---------- Provided data ----------
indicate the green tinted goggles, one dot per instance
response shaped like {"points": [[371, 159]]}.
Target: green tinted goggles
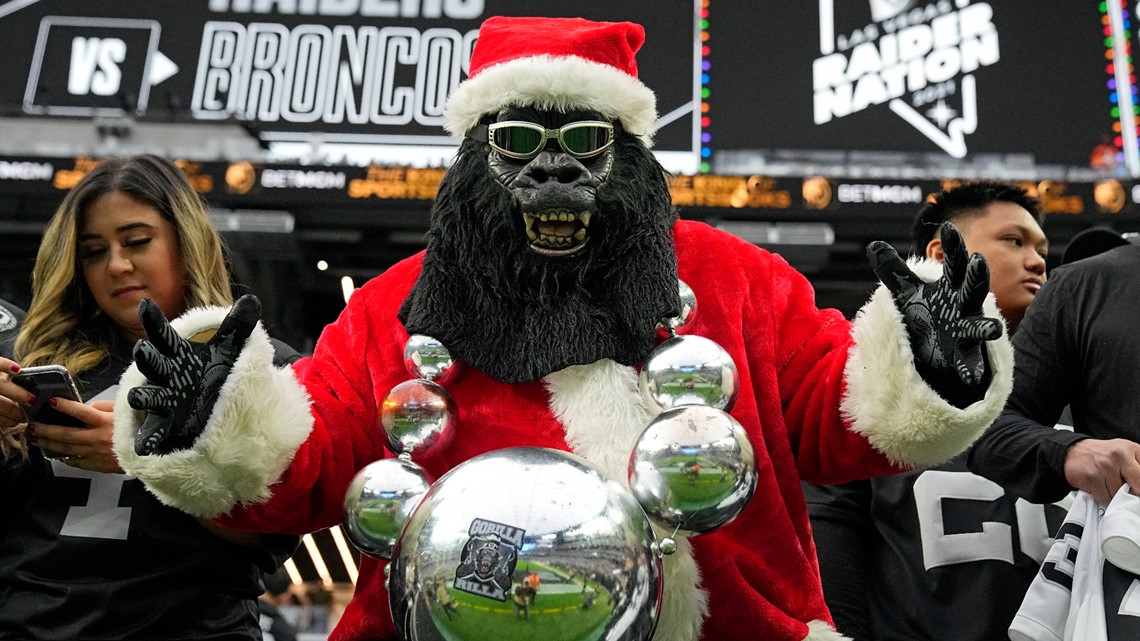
{"points": [[522, 140]]}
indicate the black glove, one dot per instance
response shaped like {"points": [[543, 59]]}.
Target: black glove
{"points": [[186, 376], [943, 318]]}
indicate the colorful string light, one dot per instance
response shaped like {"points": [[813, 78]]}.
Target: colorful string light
{"points": [[1122, 82], [706, 65]]}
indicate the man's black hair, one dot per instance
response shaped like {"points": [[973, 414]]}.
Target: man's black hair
{"points": [[967, 200]]}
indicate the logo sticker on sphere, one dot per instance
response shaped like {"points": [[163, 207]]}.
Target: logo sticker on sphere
{"points": [[488, 559]]}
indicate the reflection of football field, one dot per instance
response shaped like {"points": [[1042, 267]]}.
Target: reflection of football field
{"points": [[380, 517], [554, 616], [693, 491], [682, 384]]}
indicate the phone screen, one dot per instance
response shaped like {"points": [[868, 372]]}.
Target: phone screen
{"points": [[47, 382]]}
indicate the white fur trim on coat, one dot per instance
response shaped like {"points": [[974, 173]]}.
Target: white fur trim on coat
{"points": [[554, 82], [820, 631], [259, 421], [603, 414], [888, 402]]}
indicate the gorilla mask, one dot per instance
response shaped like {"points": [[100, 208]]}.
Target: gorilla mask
{"points": [[550, 246]]}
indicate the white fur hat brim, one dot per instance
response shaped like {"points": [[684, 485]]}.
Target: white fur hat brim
{"points": [[554, 82]]}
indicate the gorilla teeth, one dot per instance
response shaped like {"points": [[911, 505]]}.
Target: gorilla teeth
{"points": [[552, 236]]}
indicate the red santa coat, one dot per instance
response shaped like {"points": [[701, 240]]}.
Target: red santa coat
{"points": [[821, 398]]}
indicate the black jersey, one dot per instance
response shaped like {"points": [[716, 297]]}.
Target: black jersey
{"points": [[89, 556], [933, 554]]}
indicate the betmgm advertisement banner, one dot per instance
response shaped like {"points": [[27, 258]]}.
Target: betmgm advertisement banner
{"points": [[364, 79], [1027, 81]]}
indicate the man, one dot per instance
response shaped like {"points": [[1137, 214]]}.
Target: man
{"points": [[941, 553], [553, 254], [1077, 347]]}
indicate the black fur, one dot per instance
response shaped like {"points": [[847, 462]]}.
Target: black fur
{"points": [[516, 315]]}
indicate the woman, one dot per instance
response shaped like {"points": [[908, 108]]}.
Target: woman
{"points": [[86, 552]]}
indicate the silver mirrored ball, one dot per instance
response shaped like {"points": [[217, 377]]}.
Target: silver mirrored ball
{"points": [[420, 418], [690, 371], [426, 358], [693, 469], [526, 543], [379, 502]]}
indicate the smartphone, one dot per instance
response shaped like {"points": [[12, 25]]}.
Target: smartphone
{"points": [[48, 382]]}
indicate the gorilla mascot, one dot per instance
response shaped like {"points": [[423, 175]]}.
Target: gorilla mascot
{"points": [[553, 257]]}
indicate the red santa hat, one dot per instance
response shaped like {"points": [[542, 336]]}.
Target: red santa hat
{"points": [[555, 64]]}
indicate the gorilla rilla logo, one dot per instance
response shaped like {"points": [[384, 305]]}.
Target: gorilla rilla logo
{"points": [[488, 559], [917, 57]]}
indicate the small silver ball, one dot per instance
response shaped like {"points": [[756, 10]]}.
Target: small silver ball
{"points": [[693, 469], [426, 358], [380, 500], [690, 371], [420, 418]]}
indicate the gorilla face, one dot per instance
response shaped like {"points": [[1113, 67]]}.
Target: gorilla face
{"points": [[546, 259], [556, 187]]}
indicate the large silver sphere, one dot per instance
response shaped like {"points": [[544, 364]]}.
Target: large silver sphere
{"points": [[426, 358], [526, 516], [379, 502], [418, 418], [693, 469], [687, 307], [690, 371]]}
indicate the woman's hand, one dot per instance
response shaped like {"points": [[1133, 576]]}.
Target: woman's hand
{"points": [[87, 448], [11, 396]]}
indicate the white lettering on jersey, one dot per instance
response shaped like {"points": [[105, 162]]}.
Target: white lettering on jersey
{"points": [[100, 517], [994, 542]]}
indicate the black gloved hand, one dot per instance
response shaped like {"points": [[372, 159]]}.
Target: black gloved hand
{"points": [[944, 318], [185, 376]]}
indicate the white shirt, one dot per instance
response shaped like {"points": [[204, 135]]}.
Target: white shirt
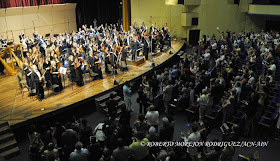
{"points": [[152, 117], [38, 74]]}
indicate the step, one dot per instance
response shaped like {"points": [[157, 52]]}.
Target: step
{"points": [[6, 137], [4, 130], [118, 111], [4, 124], [117, 98], [103, 105], [8, 145], [10, 153], [103, 98]]}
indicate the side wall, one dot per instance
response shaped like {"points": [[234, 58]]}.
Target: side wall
{"points": [[45, 19], [211, 14]]}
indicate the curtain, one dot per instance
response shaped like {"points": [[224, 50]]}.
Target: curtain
{"points": [[22, 3]]}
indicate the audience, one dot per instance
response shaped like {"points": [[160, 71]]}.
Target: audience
{"points": [[226, 73]]}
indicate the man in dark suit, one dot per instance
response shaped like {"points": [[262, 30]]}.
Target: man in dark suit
{"points": [[69, 139], [161, 37], [37, 80], [134, 47], [146, 47], [111, 104]]}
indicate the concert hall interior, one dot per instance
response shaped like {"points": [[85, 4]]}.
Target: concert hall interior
{"points": [[139, 80]]}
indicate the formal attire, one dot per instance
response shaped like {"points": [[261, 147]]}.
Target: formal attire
{"points": [[79, 76], [56, 80], [127, 97], [134, 47], [37, 83], [167, 96]]}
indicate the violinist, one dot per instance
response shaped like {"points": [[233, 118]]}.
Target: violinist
{"points": [[55, 76], [47, 66], [72, 68], [37, 79], [134, 47], [97, 66], [27, 72], [79, 72], [107, 57], [146, 47], [123, 58], [161, 40]]}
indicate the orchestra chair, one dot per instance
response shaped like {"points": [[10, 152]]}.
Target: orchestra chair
{"points": [[85, 75], [52, 87], [21, 87], [22, 75], [70, 80], [92, 74]]}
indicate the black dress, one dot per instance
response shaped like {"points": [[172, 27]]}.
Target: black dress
{"points": [[96, 68], [56, 80], [28, 78], [79, 76], [72, 71], [48, 75]]}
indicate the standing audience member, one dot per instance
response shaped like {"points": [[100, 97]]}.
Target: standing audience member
{"points": [[79, 154], [126, 96]]}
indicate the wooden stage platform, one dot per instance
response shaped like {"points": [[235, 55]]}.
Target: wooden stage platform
{"points": [[16, 110]]}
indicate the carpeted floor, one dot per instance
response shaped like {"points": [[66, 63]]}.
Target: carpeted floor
{"points": [[270, 153]]}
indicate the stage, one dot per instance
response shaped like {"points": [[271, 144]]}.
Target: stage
{"points": [[16, 110]]}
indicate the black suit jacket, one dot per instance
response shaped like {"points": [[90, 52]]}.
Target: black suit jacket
{"points": [[34, 77]]}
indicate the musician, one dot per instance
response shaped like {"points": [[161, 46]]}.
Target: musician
{"points": [[71, 65], [146, 47], [97, 66], [161, 40], [3, 41], [152, 29], [27, 72], [107, 61], [46, 66], [123, 58], [78, 72], [114, 61], [21, 37], [134, 47], [56, 76], [37, 80]]}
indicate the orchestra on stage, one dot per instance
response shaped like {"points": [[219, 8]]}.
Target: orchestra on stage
{"points": [[50, 59]]}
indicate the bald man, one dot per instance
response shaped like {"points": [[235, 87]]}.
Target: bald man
{"points": [[37, 79]]}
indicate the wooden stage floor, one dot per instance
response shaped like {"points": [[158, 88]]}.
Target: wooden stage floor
{"points": [[14, 109]]}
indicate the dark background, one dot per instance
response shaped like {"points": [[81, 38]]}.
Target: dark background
{"points": [[104, 11]]}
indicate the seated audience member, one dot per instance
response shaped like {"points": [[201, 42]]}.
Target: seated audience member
{"points": [[69, 139], [85, 133], [79, 154], [106, 156], [139, 151], [166, 131], [121, 153], [152, 117], [51, 151]]}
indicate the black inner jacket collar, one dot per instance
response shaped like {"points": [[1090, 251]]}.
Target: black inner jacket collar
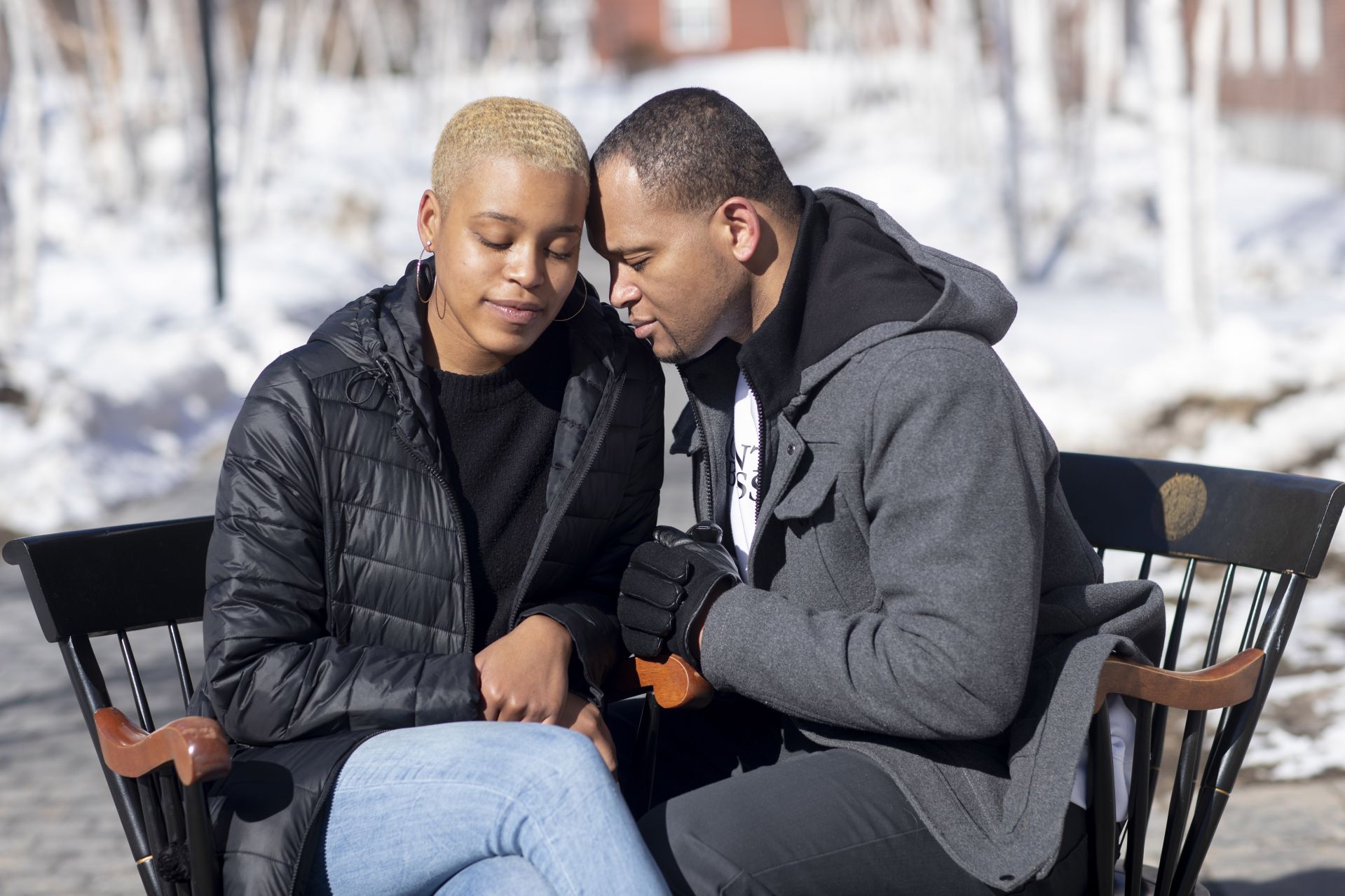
{"points": [[845, 276]]}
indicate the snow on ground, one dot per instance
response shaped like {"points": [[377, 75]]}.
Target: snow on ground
{"points": [[128, 373]]}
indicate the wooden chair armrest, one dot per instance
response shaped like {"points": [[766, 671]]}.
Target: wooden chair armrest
{"points": [[674, 681], [196, 745], [1226, 684]]}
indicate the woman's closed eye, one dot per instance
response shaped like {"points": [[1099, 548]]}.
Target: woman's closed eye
{"points": [[502, 247]]}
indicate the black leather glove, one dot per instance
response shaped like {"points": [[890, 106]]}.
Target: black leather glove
{"points": [[667, 587]]}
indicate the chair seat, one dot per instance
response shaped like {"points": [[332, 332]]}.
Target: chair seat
{"points": [[1152, 883]]}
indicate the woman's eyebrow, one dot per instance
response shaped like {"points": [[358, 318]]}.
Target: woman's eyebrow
{"points": [[500, 216]]}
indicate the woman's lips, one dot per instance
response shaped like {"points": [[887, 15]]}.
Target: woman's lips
{"points": [[514, 314]]}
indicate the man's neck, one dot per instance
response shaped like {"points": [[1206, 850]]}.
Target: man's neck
{"points": [[768, 286]]}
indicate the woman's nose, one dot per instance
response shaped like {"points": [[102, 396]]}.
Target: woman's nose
{"points": [[526, 268]]}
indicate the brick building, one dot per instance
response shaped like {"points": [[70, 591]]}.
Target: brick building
{"points": [[1282, 92], [645, 33]]}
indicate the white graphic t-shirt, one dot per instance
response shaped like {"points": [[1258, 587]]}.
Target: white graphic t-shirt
{"points": [[743, 507], [747, 473]]}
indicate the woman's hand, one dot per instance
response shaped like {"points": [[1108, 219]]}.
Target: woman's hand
{"points": [[525, 675], [581, 716]]}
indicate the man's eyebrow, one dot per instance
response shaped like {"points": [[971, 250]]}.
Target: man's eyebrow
{"points": [[500, 216], [616, 252]]}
----------
### What you should do
Each line from the start of the entries to the line holding "indicate the gorilla teeth, one" is to be given again exactly, both ends included, and each picture is to be left out.

### Response
indicate the green tinted goggles, one dot per instance
response shaped like {"points": [[371, 159]]}.
Target: green tinted goggles
{"points": [[522, 140]]}
indicate the black glove, one dot per instance
response shaped like {"points": [[543, 59]]}.
Target: black glove
{"points": [[186, 376], [943, 318]]}
indicate the colorful string light, one dot per instance
response shaped like {"points": [[813, 78]]}.
Target: colorful string light
{"points": [[1122, 82], [706, 65]]}
indicate the man's black hair, one dot per instance
response shaped like {"points": [[973, 414]]}.
Target: man's black hair
{"points": [[967, 200]]}
indicate the logo sticker on sphere, one dot per instance
response shaped like {"points": [[163, 207]]}.
Target: logo sticker on sphere
{"points": [[488, 559]]}
indicate the reflection of football field, one dot per instance
response shaped like {"points": [[1042, 267]]}.
Target: reflection of football field
{"points": [[380, 517], [554, 616], [693, 491], [682, 384]]}
indicate the phone screen, one dot per instance
response shaped like {"points": [[868, 372]]}.
Target: phone screen
{"points": [[47, 382]]}
indicate the white fur trim on coat, one dot per instance
response shaped like {"points": [[974, 173]]}.
Target: white fur trim on coat
{"points": [[554, 82], [820, 631], [259, 421], [603, 414], [888, 402]]}
indicate the gorilla mask, one dot per instance
response shaped like {"points": [[100, 208]]}.
Target: gorilla mask
{"points": [[550, 246]]}
indicate the white fur hat brim, one dot per instance
response shaped like {"points": [[684, 485]]}.
Target: white fur hat brim
{"points": [[554, 82]]}
indicate the gorilla teeth, one dot per instance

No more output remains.